▸ GIVEN PROBLEM
Please copy down the lines below word for word, keeping every character, space, and line break the same.

▸ DATA
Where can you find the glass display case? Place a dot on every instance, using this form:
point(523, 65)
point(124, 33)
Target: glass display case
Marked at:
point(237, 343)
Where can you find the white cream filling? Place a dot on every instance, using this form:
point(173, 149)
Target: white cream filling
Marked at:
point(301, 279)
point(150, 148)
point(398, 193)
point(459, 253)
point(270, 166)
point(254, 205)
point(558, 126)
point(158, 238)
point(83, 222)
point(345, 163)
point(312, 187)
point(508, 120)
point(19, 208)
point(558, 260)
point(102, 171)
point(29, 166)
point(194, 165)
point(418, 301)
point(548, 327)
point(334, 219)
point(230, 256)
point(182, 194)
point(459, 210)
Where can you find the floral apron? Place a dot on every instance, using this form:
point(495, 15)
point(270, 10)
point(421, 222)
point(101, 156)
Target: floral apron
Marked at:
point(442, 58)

▸ EXERCISE ANSWER
Where can you find the glass display case? Place a dot on every instance, using this form:
point(523, 65)
point(124, 33)
Target: glass display case
Marked at:
point(237, 343)
Where can you find the white cream filling? Place a dot on every instance, using this form:
point(173, 149)
Target: white cream filling
Marked at:
point(301, 279)
point(150, 148)
point(398, 193)
point(459, 253)
point(270, 166)
point(254, 205)
point(558, 126)
point(158, 238)
point(83, 222)
point(345, 163)
point(312, 187)
point(508, 120)
point(19, 208)
point(558, 260)
point(102, 171)
point(29, 166)
point(194, 165)
point(418, 301)
point(548, 327)
point(334, 219)
point(230, 256)
point(182, 194)
point(459, 210)
Where can you find the floral apron? Place a dot on every instance, using this form:
point(495, 15)
point(270, 10)
point(421, 222)
point(101, 156)
Target: floral apron
Marked at:
point(442, 58)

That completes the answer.